Update the rows below by changing every "innermost" to "most central" and leaving everything else as it is. Leave the pictures out of your output.

Dataset rows:
####

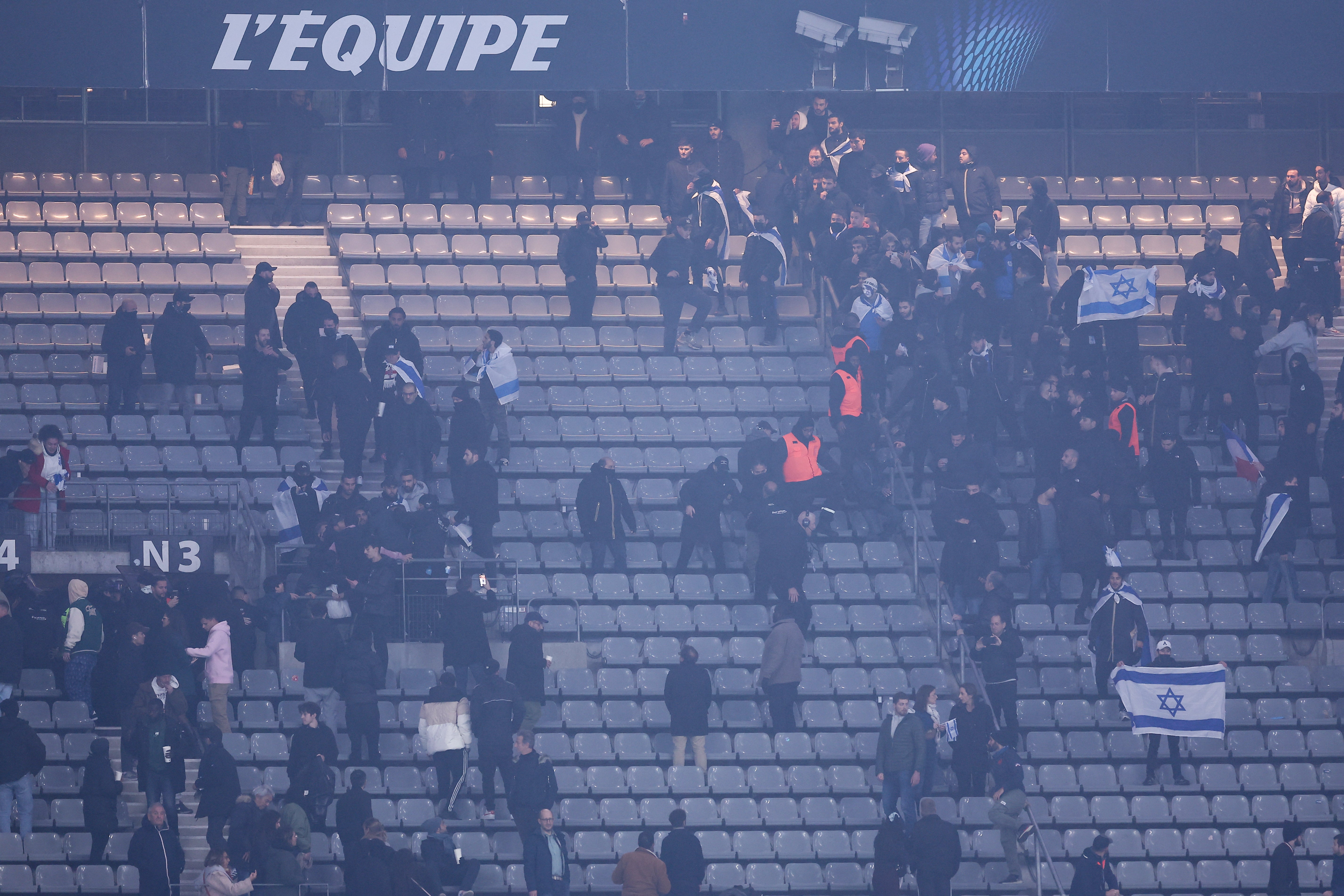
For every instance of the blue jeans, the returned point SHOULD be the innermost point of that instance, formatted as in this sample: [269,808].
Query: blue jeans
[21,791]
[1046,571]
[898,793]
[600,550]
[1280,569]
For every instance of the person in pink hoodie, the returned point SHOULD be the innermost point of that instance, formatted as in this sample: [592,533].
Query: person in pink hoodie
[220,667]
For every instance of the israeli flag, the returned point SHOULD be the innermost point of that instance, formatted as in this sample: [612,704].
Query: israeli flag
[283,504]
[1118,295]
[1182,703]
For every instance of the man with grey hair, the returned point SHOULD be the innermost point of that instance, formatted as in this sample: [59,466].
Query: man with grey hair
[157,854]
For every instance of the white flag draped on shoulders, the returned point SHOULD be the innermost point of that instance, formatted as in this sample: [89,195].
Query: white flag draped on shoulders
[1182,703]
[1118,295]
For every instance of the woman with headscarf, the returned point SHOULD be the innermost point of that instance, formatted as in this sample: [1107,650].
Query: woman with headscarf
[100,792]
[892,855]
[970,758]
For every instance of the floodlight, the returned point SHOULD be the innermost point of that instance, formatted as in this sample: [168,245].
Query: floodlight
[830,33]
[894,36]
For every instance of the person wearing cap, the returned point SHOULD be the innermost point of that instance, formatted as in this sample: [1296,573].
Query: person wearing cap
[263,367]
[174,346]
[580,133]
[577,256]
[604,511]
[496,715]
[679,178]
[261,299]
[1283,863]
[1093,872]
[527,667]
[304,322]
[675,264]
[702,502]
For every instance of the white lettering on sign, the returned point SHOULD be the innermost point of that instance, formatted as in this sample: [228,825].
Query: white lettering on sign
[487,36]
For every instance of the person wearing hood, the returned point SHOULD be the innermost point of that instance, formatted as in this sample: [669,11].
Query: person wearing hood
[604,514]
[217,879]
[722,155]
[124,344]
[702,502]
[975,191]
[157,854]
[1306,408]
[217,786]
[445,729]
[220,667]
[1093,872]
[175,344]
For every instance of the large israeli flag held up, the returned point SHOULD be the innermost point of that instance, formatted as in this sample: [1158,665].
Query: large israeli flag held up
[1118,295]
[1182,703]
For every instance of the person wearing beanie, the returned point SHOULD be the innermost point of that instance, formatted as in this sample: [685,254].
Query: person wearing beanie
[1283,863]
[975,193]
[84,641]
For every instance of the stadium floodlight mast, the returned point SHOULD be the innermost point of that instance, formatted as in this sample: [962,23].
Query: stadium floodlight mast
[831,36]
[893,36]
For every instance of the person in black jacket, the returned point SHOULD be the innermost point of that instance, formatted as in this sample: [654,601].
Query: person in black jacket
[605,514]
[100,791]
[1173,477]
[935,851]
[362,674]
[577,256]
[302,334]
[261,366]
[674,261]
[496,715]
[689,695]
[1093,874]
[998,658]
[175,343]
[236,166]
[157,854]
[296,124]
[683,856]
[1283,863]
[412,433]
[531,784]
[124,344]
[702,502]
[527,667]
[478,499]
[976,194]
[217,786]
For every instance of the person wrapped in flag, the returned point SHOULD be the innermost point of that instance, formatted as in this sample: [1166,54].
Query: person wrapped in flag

####

--- Task result ---
For every instance of the blue jeans, the returned point SHOULD be the most central point of that instance, formatted as in this sample: [269,808].
Query: blue jeans
[21,791]
[1046,571]
[898,793]
[600,550]
[1280,569]
For every instance of the person in pink hoodie, the returned point SHOULD be the most central point of that instance, formatted as in this sample: [592,533].
Query: person in pink hoodie
[220,667]
For every instance of the israeli flag, the returned point SHOULD be the most central point of that instance, formatted as in this sample: [612,704].
Query: israeli flag
[283,504]
[1118,295]
[1182,703]
For every instance of the man with grey hair, the returned point SHOULD be the most central point of that instance, formatted as in this sample: [59,466].
Query: man with grey hair
[157,854]
For every instance of the white flag draped on shoulders, the returned point SHOULD be the most central point of that instance, formatted as in this sample: [89,195].
Query: white flag draped on shoulders
[1182,703]
[1118,295]
For every instance of the woman with headscarf, the returned point SHOULD be the most central point of that instance, formatted as in this sample: [1107,650].
Query: woman with headscarf
[100,792]
[892,855]
[970,758]
For every instance of the floodlight, the returned point SHOULD be the most central point of that instance, formatted as in this sample: [168,245].
Query: floodlight
[830,33]
[894,36]
For every instance of the person wearing cap, the returned point SHOULD be the most central point of that instance, formatted as in this sample: [1296,573].
Query: person wearing cap
[263,367]
[174,346]
[580,133]
[577,256]
[604,511]
[496,715]
[679,178]
[261,299]
[1283,863]
[1093,872]
[527,667]
[304,322]
[675,264]
[702,502]
For every instance of the white lettering on sign, the returned point SHOULD be the most central point of that instance, formatted as in this sample: [228,825].
Query: white lettering on sign
[487,36]
For every instance of the person wearing hood, the returned point SHOULD be the most central point of that instance, formatted as in this sample: [669,11].
Query: person wearing hood
[604,514]
[217,879]
[722,155]
[124,344]
[702,502]
[975,191]
[157,854]
[1306,408]
[217,786]
[445,729]
[220,667]
[1093,872]
[175,344]
For every instance of the large israeli flag held up, the returned point SHOULD be the most central point of that instance, formatted as in this sample: [1158,665].
Query: large israeli flag held up
[1118,295]
[1182,703]
For every instance of the person wearing beanie, the returned point SHOULD be the most central point of that instance, formatted as in this sample: [685,254].
Query: person wearing beanie
[1283,863]
[975,193]
[84,641]
For every instance of the stadium floodlight mast, the returned point SHOULD be the most central point of that instance, formatted as in this sample: [962,23].
Query: stadium floodlight mast
[831,36]
[893,36]
For every instance of the person in black jacket, the returned point SHOULD be the most central point of that instance, formatted as in this sample: [654,601].
Query: person in black jacket
[605,514]
[100,791]
[1173,477]
[935,851]
[362,674]
[577,256]
[302,334]
[261,366]
[674,261]
[496,715]
[689,695]
[1093,874]
[998,658]
[175,343]
[236,166]
[157,854]
[296,124]
[683,856]
[1283,863]
[412,433]
[531,784]
[124,344]
[702,502]
[527,667]
[478,499]
[976,194]
[217,786]
For every instance of the person wrapped in flag, the returned point SHOULD be the most central point of that instance, formatted as in this sample: [1166,54].
Query: person wrapped in flag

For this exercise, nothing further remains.